■ 발췌문
┌──

본문 바로가기

백엔드 엔지니어링 일지

마켓 백엔드 엔진 12 : ElasticSearch - 1

 

ElasticSearch를 단계적으로 도입합니다.

 

Docker Compose에 ES 추가

 

 

SpringBoot 의존성 설정

 

build.gradle 

 

application.yml

 

common/config/ElasticsearchStartupVerifier.java

package com.marketengine.backend.common.config;

import java.io.IOException;

import org.springframework.boot.autoconfigure.condition.ConditionalOnProperty;
import org.springframework.boot.context.event.ApplicationReadyEvent;
import org.springframework.context.ApplicationListener;
import org.springframework.stereotype.Component;

import co.elastic.clients.elasticsearch.ElasticsearchClient;
import co.elastic.clients.elasticsearch.core.InfoResponse;
import lombok.RequiredArgsConstructor;
import lombok.extern.slf4j.Slf4j;

/**
 * Step 1: confirms the app can reach Elasticsearch at startup.
 * Search features are added in later steps.
 */
@Slf4j
@Component
@RequiredArgsConstructor
@ConditionalOnProperty(name = "marketengine.elasticsearch.verify-on-startup", havingValue = "true", matchIfMissing = true)
public class ElasticsearchStartupVerifier implements ApplicationListener<ApplicationReadyEvent> {

    private final ElasticsearchClient elasticsearchClient;

    @Override
    public void onApplicationEvent(ApplicationReadyEvent event) {
        try {
            InfoResponse info = elasticsearchClient.info();
            log.info(
                    "Elasticsearch connected: cluster={}, version={}",
                    info.clusterName(),
                    info.version().number()
            );
        } catch (IOException exception) {
            throw new IllegalStateException(
                    "Elasticsearch is not reachable at spring.elasticsearch.uris. "
                            + "Start the cluster (e.g. docker compose up -d elasticsearch) "
                            + "or set marketengine.elasticsearch.verify-on-startup=false.",
                    exception
            );
        }
    }
}

 

클러스터 연결만 확인합니다.

 

백엔드 구동 - ElasticSearch 연결 확인했습니다.

 

이제 Document 모델을 구현합니다.

Document는 엘라스틱서치에 물리적으로 적재되는 Json 데이터입니다.

 

디렉토리: product/infrastructure/search

 

ProductDocument.java

package com.marketengine.backend.product.infrastructure.search;

import java.math.BigDecimal;
import java.time.OffsetDateTime;

import org.springframework.data.annotation.Id;
import org.springframework.data.elasticsearch.annotations.Document;
import org.springframework.data.elasticsearch.annotations.Field;
import org.springframework.data.elasticsearch.annotations.FieldType;
import org.springframework.data.elasticsearch.annotations.Setting;

import com.marketengine.backend.product.domain.Product;

import lombok.AccessLevel;
import lombok.Getter;
import lombok.NoArgsConstructor;

/**
 * Elasticsearch read model for product list/search (step 2: mapping only; no queries yet).

└──

■ 추출 목록

┌──

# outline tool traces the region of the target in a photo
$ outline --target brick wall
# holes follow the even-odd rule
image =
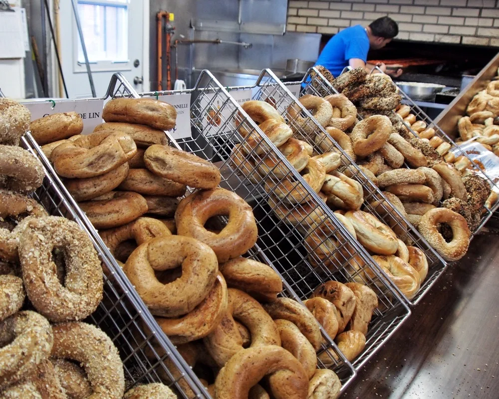
[[[397,39],[499,47],[499,0],[290,0],[287,15],[289,31],[334,34],[388,15]]]

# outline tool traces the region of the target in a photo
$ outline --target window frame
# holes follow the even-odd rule
[[[77,4],[87,4],[94,5],[112,6],[126,8],[129,10],[130,0],[77,0]],[[131,39],[130,30],[130,14],[127,15],[128,18],[127,34],[128,35],[127,43],[128,48],[127,52],[130,50],[130,41]],[[76,26],[76,21],[75,18],[72,20],[72,42],[73,42],[73,72],[74,73],[86,73],[86,66],[85,62],[79,62],[78,60],[78,50],[80,45],[80,36],[78,34],[78,28]],[[88,51],[88,49],[87,49]],[[129,54],[129,56],[130,54]],[[119,72],[121,71],[131,71],[133,66],[132,62],[129,56],[128,59],[121,61],[89,61],[90,70],[92,72]]]

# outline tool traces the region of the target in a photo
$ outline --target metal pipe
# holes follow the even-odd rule
[[[90,64],[88,62],[88,56],[87,55],[87,48],[85,46],[85,39],[83,38],[83,32],[81,30],[81,24],[80,23],[80,16],[78,13],[76,0],[71,0],[71,2],[73,5],[73,12],[74,13],[74,19],[76,20],[76,28],[78,29],[78,34],[80,35],[81,49],[83,50],[83,57],[85,58],[85,64],[87,66],[87,74],[88,75],[88,81],[90,84],[90,90],[92,90],[92,97],[95,98],[97,97],[95,94],[95,87],[93,84],[93,78],[92,77],[92,71],[90,70]]]

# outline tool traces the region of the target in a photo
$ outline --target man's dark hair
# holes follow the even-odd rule
[[[399,26],[391,18],[383,16],[369,24],[373,36],[379,36],[385,39],[393,39],[399,34]]]

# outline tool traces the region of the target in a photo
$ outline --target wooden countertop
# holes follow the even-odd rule
[[[343,399],[499,398],[499,245],[477,236]]]

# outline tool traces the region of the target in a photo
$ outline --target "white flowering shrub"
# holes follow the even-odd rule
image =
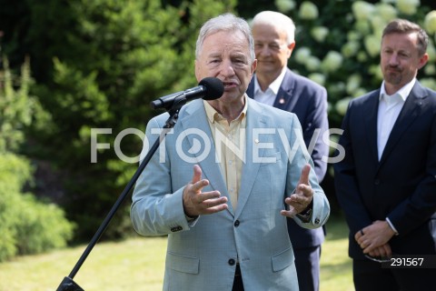
[[[330,127],[339,127],[350,100],[376,89],[382,33],[394,18],[423,27],[430,38],[428,64],[418,79],[436,90],[436,10],[431,1],[276,0],[296,25],[296,46],[289,67],[327,88]]]

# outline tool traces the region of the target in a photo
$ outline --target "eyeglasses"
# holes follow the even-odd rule
[[[370,256],[370,255],[365,255],[365,257],[372,260],[372,261],[374,261],[374,262],[377,262],[377,263],[389,263],[391,262],[391,258],[388,257],[388,256]]]

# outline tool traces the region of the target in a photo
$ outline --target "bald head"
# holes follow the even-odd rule
[[[286,34],[287,45],[293,43],[295,39],[295,25],[292,19],[285,15],[275,11],[263,11],[258,13],[252,21],[252,27],[254,25],[271,25]]]

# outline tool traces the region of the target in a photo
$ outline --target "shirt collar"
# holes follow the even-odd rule
[[[247,108],[248,108],[248,100],[247,100],[247,95],[243,95],[243,101],[245,105],[243,105],[243,111],[239,115],[239,116],[236,118],[239,120],[243,120],[243,117],[247,115]],[[203,100],[203,103],[204,104],[204,110],[206,111],[206,115],[207,119],[209,119],[209,122],[211,124],[214,123],[215,120],[221,120],[221,119],[225,119],[218,111],[213,108],[209,102],[206,100]]]
[[[384,81],[383,81],[382,83],[382,87],[380,89],[379,98],[380,98],[380,100],[384,99],[386,102],[389,102],[389,99],[387,97],[397,95],[397,96],[399,96],[400,100],[401,100],[402,102],[405,102],[406,99],[407,99],[407,96],[411,94],[411,89],[415,85],[415,83],[416,83],[416,78],[413,78],[413,79],[411,79],[411,82],[404,85],[400,90],[395,92],[393,95],[390,95],[386,93],[386,90],[384,89]]]
[[[277,95],[277,93],[279,92],[280,85],[282,85],[282,82],[284,79],[285,74],[286,74],[286,66],[283,66],[283,69],[282,70],[282,73],[280,73],[279,76],[275,78],[275,80],[272,83],[271,83],[270,85],[268,86],[268,89],[271,89],[271,91],[272,91],[274,95]],[[259,85],[259,82],[257,82],[256,74],[254,74],[254,94],[259,93],[259,91],[262,92],[261,85]]]

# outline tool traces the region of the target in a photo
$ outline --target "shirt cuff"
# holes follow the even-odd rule
[[[393,225],[391,222],[391,219],[389,219],[389,217],[386,217],[386,222],[388,223],[389,226],[393,230],[393,232],[395,233],[395,236],[398,236],[398,231],[395,228],[395,226],[393,226]]]

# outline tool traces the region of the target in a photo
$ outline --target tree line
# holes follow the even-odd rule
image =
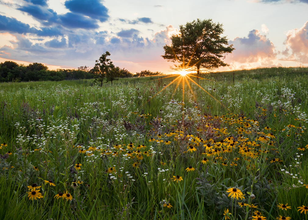
[[[5,61],[0,63],[0,82],[37,81],[60,81],[64,80],[97,78],[99,81],[107,82],[117,80],[119,78],[139,77],[160,75],[158,72],[143,70],[133,74],[125,68],[113,66],[110,73],[102,77],[99,69],[95,67],[90,68],[86,66],[77,69],[48,69],[48,67],[39,63],[30,63],[27,66],[19,64],[12,61]]]

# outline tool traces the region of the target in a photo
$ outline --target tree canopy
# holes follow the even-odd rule
[[[172,68],[206,71],[229,65],[223,61],[225,54],[234,48],[229,45],[226,37],[221,37],[222,25],[211,19],[197,19],[180,26],[180,34],[170,37],[172,43],[163,47],[161,56],[168,62],[176,63]]]

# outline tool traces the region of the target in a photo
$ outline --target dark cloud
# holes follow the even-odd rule
[[[66,47],[66,39],[64,37],[62,38],[61,41],[54,39],[47,41],[45,44],[45,45],[46,47],[53,48],[63,48]]]
[[[63,26],[71,28],[93,29],[99,26],[96,20],[73,13],[67,13],[59,15]]]
[[[48,0],[25,0],[25,1],[27,2],[31,2],[34,5],[46,6],[47,5],[47,2]]]
[[[108,10],[99,0],[70,0],[64,3],[71,11],[88,16],[102,22],[109,18]]]
[[[110,40],[110,43],[111,44],[120,44],[121,40],[117,37],[113,37]]]
[[[121,37],[128,38],[132,37],[134,34],[138,34],[139,32],[140,31],[134,28],[131,28],[128,30],[122,30],[120,32],[118,32],[117,34],[117,35]]]

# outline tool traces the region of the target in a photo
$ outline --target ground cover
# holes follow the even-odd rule
[[[306,218],[308,70],[234,73],[0,84],[0,218]]]

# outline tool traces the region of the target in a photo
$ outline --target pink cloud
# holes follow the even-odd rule
[[[227,63],[258,63],[259,65],[268,66],[273,65],[276,59],[274,44],[259,30],[253,30],[249,32],[247,37],[237,37],[229,43],[233,44],[235,50],[227,56]]]
[[[281,60],[308,63],[308,21],[299,29],[290,30],[286,35],[284,44],[286,47],[282,54],[287,57]]]

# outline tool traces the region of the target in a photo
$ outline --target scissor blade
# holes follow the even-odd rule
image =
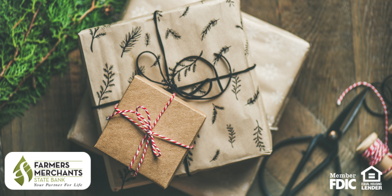
[[[368,90],[369,88],[367,88],[351,100],[331,125],[328,134],[334,130],[337,132],[339,138],[345,132],[357,116]]]

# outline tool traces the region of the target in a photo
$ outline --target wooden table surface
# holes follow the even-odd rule
[[[379,0],[243,0],[242,9],[263,20],[303,38],[311,44],[293,98],[279,124],[273,133],[276,142],[292,136],[324,130],[359,92],[349,93],[342,106],[337,98],[345,88],[359,81],[382,81],[392,74],[392,1]],[[0,130],[3,156],[11,151],[78,151],[85,149],[67,140],[67,134],[83,92],[85,75],[77,51],[70,54],[69,73],[54,76],[50,87],[41,100],[30,106],[24,116],[15,118]],[[262,54],[260,54],[262,55]],[[379,100],[368,96],[369,105],[379,108]],[[295,121],[294,120],[295,120]],[[371,116],[362,109],[340,142],[343,173],[357,174],[367,168],[355,154],[356,147],[370,133],[383,135],[382,118]],[[300,129],[302,129],[299,130]],[[382,136],[380,137],[382,138]],[[281,150],[268,165],[271,191],[279,193],[288,181],[305,145]],[[319,162],[323,152],[318,150],[305,173]],[[86,190],[12,191],[0,176],[0,195],[98,196],[141,195],[148,190],[156,195],[183,196],[172,188],[163,191],[149,185],[113,193],[110,190],[101,157],[89,153],[92,159],[92,183]],[[298,156],[297,156],[298,155]],[[3,160],[0,166],[3,166]],[[282,170],[279,166],[289,166]],[[0,170],[3,170],[2,168]],[[299,195],[331,195],[329,166]],[[261,193],[257,178],[248,195]],[[343,190],[341,196],[390,196],[392,182],[383,182],[382,191],[360,190],[358,177],[355,190]]]

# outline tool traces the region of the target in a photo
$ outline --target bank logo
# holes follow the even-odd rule
[[[21,186],[25,183],[30,182],[32,179],[33,171],[23,156],[15,166],[13,173],[15,175],[14,179]]]
[[[361,172],[363,176],[364,182],[381,181],[381,175],[383,173],[373,166],[370,166]]]

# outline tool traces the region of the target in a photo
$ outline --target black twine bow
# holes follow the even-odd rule
[[[216,55],[217,57],[219,57],[220,59],[223,59],[228,66],[229,68],[229,74],[226,75],[219,76],[218,75],[218,72],[217,72],[216,69],[215,69],[214,65],[211,63],[209,61],[205,59],[205,58],[201,57],[202,54],[203,54],[203,51],[200,53],[200,54],[198,56],[190,56],[185,58],[183,58],[181,60],[179,61],[176,63],[175,66],[173,68],[169,68],[168,67],[167,63],[166,62],[166,57],[165,54],[165,49],[163,47],[163,44],[162,44],[162,41],[161,38],[161,36],[159,33],[159,31],[158,28],[158,22],[159,20],[158,17],[161,17],[162,15],[159,14],[161,12],[159,11],[155,11],[154,12],[154,23],[155,25],[155,30],[156,30],[156,33],[158,37],[158,43],[159,44],[159,46],[161,49],[161,50],[162,53],[162,55],[163,57],[164,64],[164,71],[165,74],[162,70],[162,68],[161,67],[161,64],[159,62],[160,58],[158,57],[154,53],[149,51],[145,51],[140,54],[137,57],[136,59],[136,67],[137,68],[138,71],[140,75],[143,76],[143,77],[145,77],[146,79],[148,79],[148,80],[160,84],[163,86],[166,87],[166,89],[168,91],[171,91],[171,93],[175,93],[177,95],[180,95],[180,96],[182,97],[183,98],[188,99],[192,99],[192,100],[205,100],[205,99],[211,99],[216,98],[217,98],[220,96],[222,94],[223,94],[224,91],[227,89],[230,85],[230,82],[231,80],[231,77],[234,75],[237,75],[238,74],[244,73],[245,72],[249,72],[249,71],[253,70],[256,67],[256,65],[255,64],[252,67],[250,67],[244,70],[237,72],[235,73],[232,73],[231,71],[231,67],[227,59],[222,54],[217,54],[214,53],[214,54]],[[143,72],[142,71],[139,65],[139,58],[144,54],[145,53],[149,53],[152,54],[152,55],[155,57],[156,59],[156,62],[157,63],[158,67],[159,68],[159,71],[160,72],[161,75],[162,76],[163,79],[162,80],[161,82],[158,82],[156,81],[154,81],[146,75],[144,74]],[[180,72],[181,71],[184,70],[186,69],[190,69],[189,68],[194,65],[197,61],[201,61],[206,64],[207,65],[209,66],[213,71],[214,74],[215,75],[215,77],[212,78],[207,78],[204,79],[204,80],[200,81],[197,82],[195,82],[193,84],[182,86],[181,87],[178,87],[175,84],[175,77],[177,74],[180,74]],[[184,62],[192,62],[192,63],[188,65],[184,65],[182,64]],[[179,70],[177,70],[177,69],[179,69]],[[171,71],[171,72],[170,72]],[[222,79],[227,78],[228,78],[228,81],[227,81],[227,83],[226,84],[226,86],[223,88],[222,84],[220,82],[220,80]],[[209,93],[210,93],[211,89],[212,88],[213,86],[213,82],[216,81],[218,83],[218,86],[219,86],[219,88],[220,90],[220,93],[219,94],[209,97],[206,97]],[[209,84],[208,90],[206,91],[201,91],[202,90],[202,88],[206,84],[208,83]],[[190,92],[187,92],[185,91],[185,90],[188,89],[189,88],[192,88],[192,90]],[[197,92],[201,92],[202,95],[195,95]],[[102,107],[105,107],[106,106],[111,105],[113,104],[115,104],[118,103],[119,102],[119,100],[112,101],[108,103],[104,103],[102,104],[100,104],[98,106],[94,106],[93,107],[93,109],[97,109],[99,108]]]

└──

■ 과제 요구사항
a - ElasticSearch 도입 글에서 다음에 답하세요.
(i) ElasticsearchStartupVerifier는 연결에 성공하면 로그에 어떤 두 값을 남기나요?
(ii) 글에서 Document를 무엇이라고 설명하나요?
(iii) ProductDocument.java는 어느 디렉토리에 있나요?
b - ElasticSearch 도입 글의 ProductDocument.java 코드를 마지막 줄 다음부터 이어 쓰세요.
목록은 여기서 아무 역할도 하지 않습니다.

■ 작성 답변
a -
(i) 클러스터 이름(cluster)과 버전 번호(version)
(ii) 엘라스틱서치에 물리적으로 적재되는 Json 데이터
(iii) product/infrastructure/search

b -
 * Document id equals PostgreSQL {@link Product#getId()}.
 */
@Getter
@NoArgsConstructor(access = AccessLevel.PROTECTED)
@Document(indexName = ProductDocument.INDEX_NAME)
@Setting(replicas = 0)
public class ProductDocument {

    public static final String INDEX_NAME = "products";

    @Id
    private Long id;

    @Field(type = FieldType.Text)
    private String name;

    @Field(type = FieldType.Double)
    private BigDecimal priceAmount;

    @Field(type = FieldType.Integer)
    private int stockQuantity;

    @Field(type = FieldType.Keyword)
    private String category;

    @Field(type = FieldType.Keyword)
    private String brand;

    @Field(type = FieldType.Keyword)
    private String color;

    @Field(type = FieldType.Keyword)
    private String gender;

    @Field(type = FieldType.Integer)
    private int popularityScore;

    @Field(type = FieldType.Date)
    private OffsetDateTime createdAt;

    public ProductDocument(
            Long id,
            String name,
            BigDecimal priceAmount,
            int stockQuantity,
            String category,
            String brand,
            String color,
            String gender,
            int popularityScore,
            OffsetDateTime createdAt
    ) {
        this.id = id;
        this.name = name;
        this.priceAmount = priceAmount;
        this.stockQuantity = stockQuantity;
        this.category = category;
        this.brand = brand;
        this.color = color;
        this.gender = gender;
        this.popularityScore = popularityScore;
        this.createdAt = createdAt;
    }

    public static ProductDocument from(Product product) {
        return new ProductDocument(
                product.getId(),
                product.getName(),
                product.getPriceAmount(),
                product.getStockQuantity(),
                product.getCategory().name(),
                product.getBrand(),
                product.getColor(),
                product.getGender(),
                product.getPopularityScore(),
                product.getCreatedAt()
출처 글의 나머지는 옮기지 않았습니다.